» Quoted passage:
-=-=-
# tender quick



## ac45acp (Oct 2, 2012)

http://www.susanminor.org/forums/showthread.php?441-Basic-Dry-Cure-Morton-s-Tender-Quick-substitute


----------



## diggingdogfarm (Oct 2, 2012)

I looked at the link.
That mix is a little high in nitrite (more than what's recommended)
A level tablespoon of that mix should weigh vary close to 14 grams, with the proportions given, that puts the ppm of nitrite at ~*175ppm* when a level tablespoon is used to cure a pound of meat, the generally accepted safe level of nitrite provided by an all-purpose cure such as that is *156ppm*.

Another safety issue. 
Such mixes should properly be called Tender Quick alternatives, rather than substitutes, because they're missing a key ingredient in Tender Quick, that being nitrate, so they can't safely be used to substitute Tender Quick when doing long term curing.

Anyway, here's my formula for a Morton Tender Quick *alternative*, which is used for short term curing only.

_Inspired by Morton's Tender Quick (but with nitrite only) so that the cure is super easy to use....use one level tablespoon (1/2 oz.) per pound of meat (whole cuts)....no additional salt is needed.

Morton Tender Quick Alternative (short term curing only):

All-Purpose Cure Mix

17 oz canning/pickling salt

6 oz granulated sugar

2 oz cure #1

Mix well before using._

~Martin


----------
-=-=-
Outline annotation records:
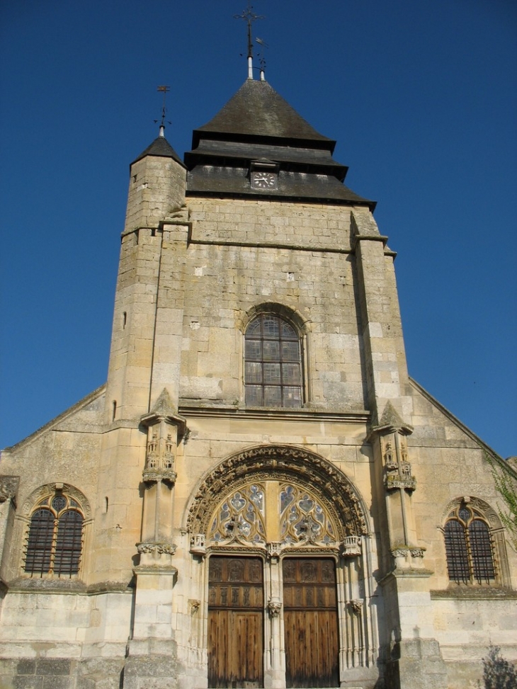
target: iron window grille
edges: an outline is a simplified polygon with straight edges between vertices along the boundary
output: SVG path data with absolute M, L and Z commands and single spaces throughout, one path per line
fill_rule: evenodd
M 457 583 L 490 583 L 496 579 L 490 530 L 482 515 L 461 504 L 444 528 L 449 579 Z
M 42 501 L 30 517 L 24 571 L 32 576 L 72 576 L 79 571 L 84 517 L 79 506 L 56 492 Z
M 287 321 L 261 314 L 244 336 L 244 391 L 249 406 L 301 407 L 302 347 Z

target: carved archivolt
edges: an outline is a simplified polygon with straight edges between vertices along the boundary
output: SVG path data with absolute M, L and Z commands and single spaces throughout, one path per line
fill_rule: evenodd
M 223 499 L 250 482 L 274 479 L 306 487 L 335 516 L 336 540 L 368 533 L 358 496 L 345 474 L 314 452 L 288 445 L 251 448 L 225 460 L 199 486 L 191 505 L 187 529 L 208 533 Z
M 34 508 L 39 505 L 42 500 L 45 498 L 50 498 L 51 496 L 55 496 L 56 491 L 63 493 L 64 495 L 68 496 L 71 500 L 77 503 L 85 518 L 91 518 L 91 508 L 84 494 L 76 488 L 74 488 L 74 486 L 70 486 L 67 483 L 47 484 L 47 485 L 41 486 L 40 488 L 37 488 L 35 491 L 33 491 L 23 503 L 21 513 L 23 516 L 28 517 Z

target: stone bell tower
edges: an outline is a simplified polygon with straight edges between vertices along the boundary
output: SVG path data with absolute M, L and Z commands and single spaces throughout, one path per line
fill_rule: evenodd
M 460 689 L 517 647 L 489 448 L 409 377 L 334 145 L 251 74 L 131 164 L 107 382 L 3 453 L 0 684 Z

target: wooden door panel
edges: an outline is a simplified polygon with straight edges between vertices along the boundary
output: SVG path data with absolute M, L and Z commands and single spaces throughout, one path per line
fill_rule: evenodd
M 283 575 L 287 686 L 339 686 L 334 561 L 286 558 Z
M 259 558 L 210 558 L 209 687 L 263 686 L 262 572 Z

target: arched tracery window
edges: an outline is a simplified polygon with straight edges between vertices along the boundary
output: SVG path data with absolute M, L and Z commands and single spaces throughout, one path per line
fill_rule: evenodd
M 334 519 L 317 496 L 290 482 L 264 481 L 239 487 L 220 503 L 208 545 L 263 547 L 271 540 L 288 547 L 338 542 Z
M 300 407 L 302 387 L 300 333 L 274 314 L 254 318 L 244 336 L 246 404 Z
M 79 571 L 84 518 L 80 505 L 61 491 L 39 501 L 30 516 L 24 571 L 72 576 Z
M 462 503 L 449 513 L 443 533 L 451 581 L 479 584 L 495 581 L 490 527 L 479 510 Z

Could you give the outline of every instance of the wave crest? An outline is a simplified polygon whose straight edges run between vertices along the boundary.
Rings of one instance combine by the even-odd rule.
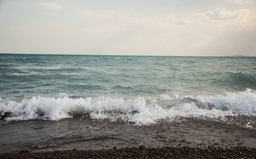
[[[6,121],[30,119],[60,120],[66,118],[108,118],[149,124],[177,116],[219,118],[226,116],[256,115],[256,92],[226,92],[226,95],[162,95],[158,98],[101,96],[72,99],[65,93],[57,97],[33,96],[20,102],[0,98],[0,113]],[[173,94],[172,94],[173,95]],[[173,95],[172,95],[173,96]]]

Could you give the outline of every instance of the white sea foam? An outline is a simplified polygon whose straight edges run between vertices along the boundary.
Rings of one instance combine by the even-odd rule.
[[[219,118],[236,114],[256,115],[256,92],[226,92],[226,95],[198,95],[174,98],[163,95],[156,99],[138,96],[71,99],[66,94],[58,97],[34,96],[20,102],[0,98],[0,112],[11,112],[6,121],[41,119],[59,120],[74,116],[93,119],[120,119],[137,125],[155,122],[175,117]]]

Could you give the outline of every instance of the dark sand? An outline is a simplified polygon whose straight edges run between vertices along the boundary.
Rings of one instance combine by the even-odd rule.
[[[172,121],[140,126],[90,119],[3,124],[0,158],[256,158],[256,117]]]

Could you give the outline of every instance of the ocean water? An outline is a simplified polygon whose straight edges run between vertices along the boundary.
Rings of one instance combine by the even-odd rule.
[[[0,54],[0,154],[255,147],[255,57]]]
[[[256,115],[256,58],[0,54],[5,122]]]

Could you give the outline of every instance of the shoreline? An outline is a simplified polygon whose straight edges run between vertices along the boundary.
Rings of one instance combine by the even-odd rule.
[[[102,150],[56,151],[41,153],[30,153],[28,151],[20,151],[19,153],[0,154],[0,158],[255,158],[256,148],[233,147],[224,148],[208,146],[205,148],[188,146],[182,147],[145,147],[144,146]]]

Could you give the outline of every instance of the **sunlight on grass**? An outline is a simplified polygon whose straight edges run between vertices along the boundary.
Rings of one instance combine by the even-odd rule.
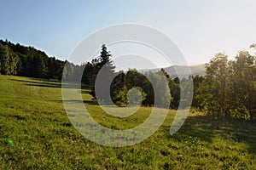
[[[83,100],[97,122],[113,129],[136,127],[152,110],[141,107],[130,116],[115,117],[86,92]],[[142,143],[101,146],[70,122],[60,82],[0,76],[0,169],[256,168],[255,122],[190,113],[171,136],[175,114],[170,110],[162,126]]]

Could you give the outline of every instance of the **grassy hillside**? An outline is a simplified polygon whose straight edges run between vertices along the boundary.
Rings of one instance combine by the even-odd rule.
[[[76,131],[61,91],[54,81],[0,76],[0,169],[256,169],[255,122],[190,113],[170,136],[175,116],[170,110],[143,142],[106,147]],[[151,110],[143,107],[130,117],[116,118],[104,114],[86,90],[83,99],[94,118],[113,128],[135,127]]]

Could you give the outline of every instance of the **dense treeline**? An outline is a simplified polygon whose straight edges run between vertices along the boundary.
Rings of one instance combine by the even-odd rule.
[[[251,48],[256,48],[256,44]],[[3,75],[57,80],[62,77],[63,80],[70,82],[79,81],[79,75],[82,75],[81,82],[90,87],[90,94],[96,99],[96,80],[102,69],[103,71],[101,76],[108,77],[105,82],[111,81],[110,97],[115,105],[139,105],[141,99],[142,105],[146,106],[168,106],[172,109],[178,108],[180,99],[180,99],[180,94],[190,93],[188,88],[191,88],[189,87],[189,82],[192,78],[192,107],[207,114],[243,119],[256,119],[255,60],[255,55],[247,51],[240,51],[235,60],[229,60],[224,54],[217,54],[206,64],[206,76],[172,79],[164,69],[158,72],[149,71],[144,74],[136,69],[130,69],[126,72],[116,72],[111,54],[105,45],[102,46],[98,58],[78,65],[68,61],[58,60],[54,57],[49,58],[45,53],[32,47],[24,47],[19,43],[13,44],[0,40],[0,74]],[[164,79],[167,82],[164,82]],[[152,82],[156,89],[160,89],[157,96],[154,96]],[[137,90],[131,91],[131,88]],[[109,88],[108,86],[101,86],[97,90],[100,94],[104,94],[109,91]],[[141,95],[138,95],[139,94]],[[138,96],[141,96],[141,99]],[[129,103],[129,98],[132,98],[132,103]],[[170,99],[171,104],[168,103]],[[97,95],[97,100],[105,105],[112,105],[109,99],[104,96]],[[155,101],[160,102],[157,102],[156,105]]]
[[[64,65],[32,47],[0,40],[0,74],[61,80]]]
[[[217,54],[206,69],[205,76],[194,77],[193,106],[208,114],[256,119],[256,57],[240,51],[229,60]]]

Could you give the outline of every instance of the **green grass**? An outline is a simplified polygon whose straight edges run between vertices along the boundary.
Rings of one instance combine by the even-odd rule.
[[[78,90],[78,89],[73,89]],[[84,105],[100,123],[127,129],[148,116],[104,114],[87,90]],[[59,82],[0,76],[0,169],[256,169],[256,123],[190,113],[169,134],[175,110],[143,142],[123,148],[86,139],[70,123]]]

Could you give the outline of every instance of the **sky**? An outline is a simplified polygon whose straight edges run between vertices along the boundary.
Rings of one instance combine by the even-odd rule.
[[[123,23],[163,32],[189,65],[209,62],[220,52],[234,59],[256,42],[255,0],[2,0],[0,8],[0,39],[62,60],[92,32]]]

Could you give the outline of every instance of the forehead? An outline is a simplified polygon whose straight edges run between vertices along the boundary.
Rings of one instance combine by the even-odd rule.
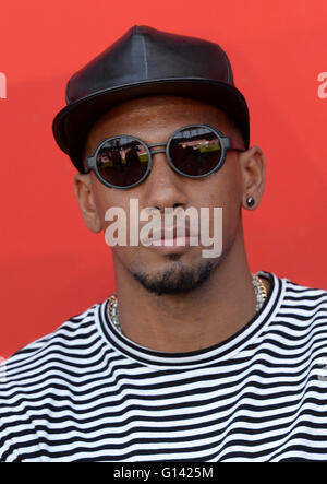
-=-=-
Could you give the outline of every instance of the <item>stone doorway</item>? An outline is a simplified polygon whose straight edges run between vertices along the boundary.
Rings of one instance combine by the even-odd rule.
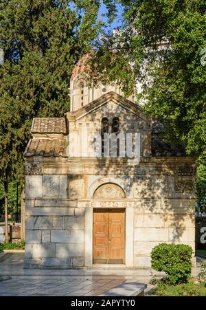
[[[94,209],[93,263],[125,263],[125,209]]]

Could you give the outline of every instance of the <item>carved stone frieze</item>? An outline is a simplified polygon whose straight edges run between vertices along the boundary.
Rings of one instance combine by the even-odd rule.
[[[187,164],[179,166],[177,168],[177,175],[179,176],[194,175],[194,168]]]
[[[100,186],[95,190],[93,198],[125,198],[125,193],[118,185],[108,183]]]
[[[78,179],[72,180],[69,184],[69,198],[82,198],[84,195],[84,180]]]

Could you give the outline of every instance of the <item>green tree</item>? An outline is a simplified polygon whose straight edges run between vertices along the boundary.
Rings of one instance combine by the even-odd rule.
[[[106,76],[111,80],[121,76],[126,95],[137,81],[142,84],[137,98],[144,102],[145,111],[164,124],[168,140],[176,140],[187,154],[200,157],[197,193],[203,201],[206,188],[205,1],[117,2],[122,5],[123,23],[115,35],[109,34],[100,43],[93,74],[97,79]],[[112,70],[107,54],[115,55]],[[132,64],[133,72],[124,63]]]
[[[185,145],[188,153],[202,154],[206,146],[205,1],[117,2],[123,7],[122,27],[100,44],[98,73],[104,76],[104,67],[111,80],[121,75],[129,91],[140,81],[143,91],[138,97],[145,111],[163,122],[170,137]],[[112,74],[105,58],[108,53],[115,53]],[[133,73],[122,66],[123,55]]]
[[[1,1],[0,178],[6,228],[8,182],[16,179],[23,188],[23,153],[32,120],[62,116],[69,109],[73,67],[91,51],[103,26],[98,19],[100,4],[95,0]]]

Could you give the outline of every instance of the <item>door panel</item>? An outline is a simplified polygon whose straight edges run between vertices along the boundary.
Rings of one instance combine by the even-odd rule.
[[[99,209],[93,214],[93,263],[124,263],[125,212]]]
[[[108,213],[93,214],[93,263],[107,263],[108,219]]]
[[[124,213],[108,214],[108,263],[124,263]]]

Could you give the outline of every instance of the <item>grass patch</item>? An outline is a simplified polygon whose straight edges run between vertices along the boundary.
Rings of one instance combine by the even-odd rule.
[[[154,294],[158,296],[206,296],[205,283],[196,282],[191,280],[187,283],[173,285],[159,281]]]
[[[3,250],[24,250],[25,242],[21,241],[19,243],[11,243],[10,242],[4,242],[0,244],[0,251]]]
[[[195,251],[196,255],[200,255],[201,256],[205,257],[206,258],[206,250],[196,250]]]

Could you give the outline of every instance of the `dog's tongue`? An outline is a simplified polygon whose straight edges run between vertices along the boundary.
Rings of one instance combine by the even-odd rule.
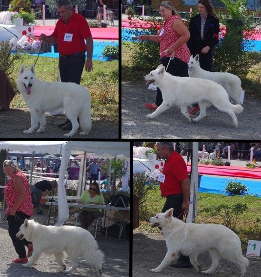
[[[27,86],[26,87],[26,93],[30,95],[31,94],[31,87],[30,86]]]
-=-=-
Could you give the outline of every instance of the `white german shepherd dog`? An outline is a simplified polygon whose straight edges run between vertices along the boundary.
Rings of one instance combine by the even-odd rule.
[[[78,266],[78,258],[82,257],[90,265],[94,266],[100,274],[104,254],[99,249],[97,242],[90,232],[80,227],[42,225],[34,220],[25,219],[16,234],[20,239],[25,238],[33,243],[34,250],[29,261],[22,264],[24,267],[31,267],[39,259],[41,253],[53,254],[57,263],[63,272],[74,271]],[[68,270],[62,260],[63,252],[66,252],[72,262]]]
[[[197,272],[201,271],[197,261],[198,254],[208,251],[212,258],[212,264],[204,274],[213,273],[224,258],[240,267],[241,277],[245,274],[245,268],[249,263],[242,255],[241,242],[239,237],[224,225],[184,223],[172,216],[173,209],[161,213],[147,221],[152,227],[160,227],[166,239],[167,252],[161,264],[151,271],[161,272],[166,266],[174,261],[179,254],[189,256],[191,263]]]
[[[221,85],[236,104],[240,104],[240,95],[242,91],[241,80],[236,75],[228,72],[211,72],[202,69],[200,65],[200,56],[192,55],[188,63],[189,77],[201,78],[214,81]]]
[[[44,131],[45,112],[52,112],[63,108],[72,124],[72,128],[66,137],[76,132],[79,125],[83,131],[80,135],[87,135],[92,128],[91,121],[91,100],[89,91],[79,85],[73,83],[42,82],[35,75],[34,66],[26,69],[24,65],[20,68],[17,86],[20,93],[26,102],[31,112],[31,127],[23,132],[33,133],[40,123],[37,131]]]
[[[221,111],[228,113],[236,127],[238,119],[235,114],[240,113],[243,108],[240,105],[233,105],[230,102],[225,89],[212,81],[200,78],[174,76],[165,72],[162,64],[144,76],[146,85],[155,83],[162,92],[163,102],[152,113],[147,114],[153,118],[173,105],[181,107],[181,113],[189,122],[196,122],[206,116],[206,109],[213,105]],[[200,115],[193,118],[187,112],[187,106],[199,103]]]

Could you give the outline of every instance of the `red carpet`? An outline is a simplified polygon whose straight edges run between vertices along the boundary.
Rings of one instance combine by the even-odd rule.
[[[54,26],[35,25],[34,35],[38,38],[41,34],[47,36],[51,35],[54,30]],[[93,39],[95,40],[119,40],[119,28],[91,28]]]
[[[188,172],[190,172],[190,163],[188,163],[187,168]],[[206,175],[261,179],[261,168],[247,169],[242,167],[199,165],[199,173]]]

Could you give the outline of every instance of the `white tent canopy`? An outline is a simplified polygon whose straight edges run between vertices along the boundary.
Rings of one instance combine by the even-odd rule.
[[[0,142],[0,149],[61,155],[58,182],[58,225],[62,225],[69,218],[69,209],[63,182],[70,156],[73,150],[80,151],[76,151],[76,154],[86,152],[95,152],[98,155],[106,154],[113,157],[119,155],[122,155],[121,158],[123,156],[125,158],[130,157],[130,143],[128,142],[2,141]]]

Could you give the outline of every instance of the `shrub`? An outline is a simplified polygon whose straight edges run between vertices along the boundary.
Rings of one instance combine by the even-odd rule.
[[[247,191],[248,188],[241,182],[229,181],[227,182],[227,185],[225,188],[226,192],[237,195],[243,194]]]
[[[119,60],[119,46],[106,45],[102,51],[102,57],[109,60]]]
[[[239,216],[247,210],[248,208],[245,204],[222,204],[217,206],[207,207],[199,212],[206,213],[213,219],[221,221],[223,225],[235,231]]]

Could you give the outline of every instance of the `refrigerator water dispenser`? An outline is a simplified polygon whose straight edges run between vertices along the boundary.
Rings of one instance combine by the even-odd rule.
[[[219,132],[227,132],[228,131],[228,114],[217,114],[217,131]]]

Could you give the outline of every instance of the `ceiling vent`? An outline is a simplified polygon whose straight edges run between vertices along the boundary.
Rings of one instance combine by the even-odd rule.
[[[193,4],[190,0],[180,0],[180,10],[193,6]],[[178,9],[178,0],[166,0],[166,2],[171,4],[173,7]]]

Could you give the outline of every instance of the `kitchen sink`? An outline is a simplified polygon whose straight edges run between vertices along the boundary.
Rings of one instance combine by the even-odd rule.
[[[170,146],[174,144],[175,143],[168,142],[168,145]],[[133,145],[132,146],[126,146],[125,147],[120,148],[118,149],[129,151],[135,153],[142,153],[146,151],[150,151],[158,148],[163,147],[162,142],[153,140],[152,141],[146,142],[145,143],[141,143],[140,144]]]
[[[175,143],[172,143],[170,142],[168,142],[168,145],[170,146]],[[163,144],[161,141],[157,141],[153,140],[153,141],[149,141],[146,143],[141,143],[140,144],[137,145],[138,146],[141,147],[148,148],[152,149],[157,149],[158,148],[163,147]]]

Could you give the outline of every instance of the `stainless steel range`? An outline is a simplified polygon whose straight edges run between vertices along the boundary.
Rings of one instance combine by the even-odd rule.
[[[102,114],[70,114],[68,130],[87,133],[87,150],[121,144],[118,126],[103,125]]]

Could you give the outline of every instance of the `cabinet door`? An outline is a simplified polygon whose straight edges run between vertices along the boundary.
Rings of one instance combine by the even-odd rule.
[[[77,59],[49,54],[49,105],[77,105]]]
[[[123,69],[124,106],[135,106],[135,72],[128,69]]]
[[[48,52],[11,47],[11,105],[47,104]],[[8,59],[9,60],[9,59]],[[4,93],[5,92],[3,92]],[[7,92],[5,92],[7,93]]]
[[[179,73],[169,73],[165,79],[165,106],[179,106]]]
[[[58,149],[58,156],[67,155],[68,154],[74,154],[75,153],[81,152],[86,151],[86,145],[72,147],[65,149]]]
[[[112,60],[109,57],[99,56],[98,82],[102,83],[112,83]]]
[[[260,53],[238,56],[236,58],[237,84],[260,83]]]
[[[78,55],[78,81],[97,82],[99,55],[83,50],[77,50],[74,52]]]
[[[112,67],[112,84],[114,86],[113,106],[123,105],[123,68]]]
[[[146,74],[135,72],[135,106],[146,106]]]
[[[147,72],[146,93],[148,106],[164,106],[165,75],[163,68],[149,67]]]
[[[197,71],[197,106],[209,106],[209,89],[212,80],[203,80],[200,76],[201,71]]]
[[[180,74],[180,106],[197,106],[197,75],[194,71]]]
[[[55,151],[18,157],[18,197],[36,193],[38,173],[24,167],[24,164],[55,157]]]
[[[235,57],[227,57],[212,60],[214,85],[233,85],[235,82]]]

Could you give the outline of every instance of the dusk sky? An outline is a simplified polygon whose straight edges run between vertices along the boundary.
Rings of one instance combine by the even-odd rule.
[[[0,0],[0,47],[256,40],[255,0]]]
-=-=-
» Required actions:
a: In the curing thread, rewrite the passage that begins at "## diggingdogfarm (Oct" and stops after "long term curing.", substituting "sodium nitrite" for "nitrite".
b: According to the curing thread, what nitrite level is generally accepted as safe for an all-purpose cure?

» Solutions to the tasks:
a:
## diggingdogfarm (Oct 2, 2012)

I looked at the link.
That mix is a little high in sodium nitrite (more than what's recommended)
A level tablespoon of that mix should weigh vary close to 14 grams, with the proportions given, that puts the ppm of sodium nitrite at ~*175ppm* when a level tablespoon is used to cure a pound of meat, the generally accepted safe level of sodium nitrite provided by an all-purpose cure such as that is *156ppm*.

Another safety issue. 
Such mixes should properly be called Tender Quick alternatives, rather than substitutes, because they're missing a key ingredient in Tender Quick, that being nitrate, so they can't safely be used to substitute Tender Quick when doing long term curing.

b: 156 ppm